» Письменное задание 1
Процитируйте из фрагмента о стихотворении Пушкина отрывок от слов «(1) Юношу, горько» до слов «тихие слёзы лия.» включительно, сохранив его без изменений.

» Фрагмент документа
Во-первых, сверхжёсткая структура текста обслуживает индивидуальную мифологию
поэта, а во-вторых, носит в себе отчётливые знаки европейского культурного
наследия, наличие которых, собственно, и превращает Пушкина во «всемирную
отзывчивость», а нижеследующее стихотворение в поле перекрещивания,
взаимоналожения смежных видов искусства.
(1) Юношу, горько рыдая, ревнивая дева
бранила;
(2) К ней на плечо преклонён, юноша
вдруг задремал.
(3) Дева тотчас умолкла, сон его лёгкий
лелея,
(4) И улыбалась ему, тихие слёзы лия.
В сюжете
стихотворения, как мы видим, находится мезансцена с участием двух персонажей,
акциональность которых глубоко различна. На очевидно экспрессивную «ревнивую
брань» девы юноша отвечает внезапным сном, резко меняющим поведение девы. Так
же нельзя не заметить, что исходное травмирующее событие, которое и
спровоцировало экспрессию претензий девы вынесено, так сказать за скобки
текста. Иными словами сюжет стихотворения содержит в себе энигматическую
неясность акций и реакций персонажей. Стихотворение, конечно, может быть
рассмотрено как бытовая зарисовка, - что, впрочем, нисколько не проясняет
существо взаимоотношений героев, и в частности, характер исходной вины юноши, -
однако даже при первичном рассмотрении читателя смущает термин «дева»,
поскольку он сообщает не столько о количестве лет её, сколько о качественном
состоянии женственности. Как мы постараемся показать далее именно дева способна
стать ключом к данному тексту, тем элементом кода, с помощью которого читатель
может достичь пусть и не исчерпывающей (кто бы вознамерился на то?), но всё же
большей ясности.

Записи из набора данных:
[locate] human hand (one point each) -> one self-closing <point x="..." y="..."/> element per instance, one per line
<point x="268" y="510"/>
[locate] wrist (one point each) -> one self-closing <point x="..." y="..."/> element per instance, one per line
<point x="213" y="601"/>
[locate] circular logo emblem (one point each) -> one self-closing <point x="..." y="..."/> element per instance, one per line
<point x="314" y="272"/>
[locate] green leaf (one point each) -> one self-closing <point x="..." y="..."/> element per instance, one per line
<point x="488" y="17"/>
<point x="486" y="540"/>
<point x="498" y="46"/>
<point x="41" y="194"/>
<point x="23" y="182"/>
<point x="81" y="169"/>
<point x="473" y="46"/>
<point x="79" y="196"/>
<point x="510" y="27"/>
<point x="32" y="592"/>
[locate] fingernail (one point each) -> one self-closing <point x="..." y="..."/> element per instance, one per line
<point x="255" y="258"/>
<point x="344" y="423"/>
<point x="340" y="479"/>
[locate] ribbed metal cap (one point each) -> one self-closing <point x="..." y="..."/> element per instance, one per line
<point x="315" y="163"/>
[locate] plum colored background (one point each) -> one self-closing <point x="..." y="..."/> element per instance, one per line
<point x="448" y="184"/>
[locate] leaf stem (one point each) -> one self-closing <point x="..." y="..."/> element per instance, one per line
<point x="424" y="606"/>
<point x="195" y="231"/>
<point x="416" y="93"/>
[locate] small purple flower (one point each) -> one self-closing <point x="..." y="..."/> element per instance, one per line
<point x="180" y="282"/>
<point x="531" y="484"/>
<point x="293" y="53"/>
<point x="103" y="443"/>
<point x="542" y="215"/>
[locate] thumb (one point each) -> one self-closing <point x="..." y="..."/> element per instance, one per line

» Письменное задание 2
Умножьте на 0,75 каждую координату точки в записях от строки, содержащей «[locate] small purple», до конца записей включительно, округляя до целого (половины в большую сторону). Выведите заново все строки этого участка, а прочий их текст оставьте как есть.

» Итоговый результат 1
(1) Юношу, горько рыдая, ревнивая дева
бранила;
(2) К ней на плечо преклонён, юноша
вдруг задремал.
(3) Дева тотчас умолкла, сон его лёгкий
лелея,
(4) И улыбалась ему, тихие слёзы лия.

» Итоговый результат 2
[locate] small purple flower (one point each) -> one self-closing <point x="..." y="..."/> element per instance, one per line
<point x="135" y="212"/>
<point x="398" y="363"/>
<point x="220" y="40"/>
<point x="77" y="332"/>
<point x="407" y="161"/>
[locate] thumb (one point each) -> one self-closing <point x="..." y="..."/> element per instance, one per line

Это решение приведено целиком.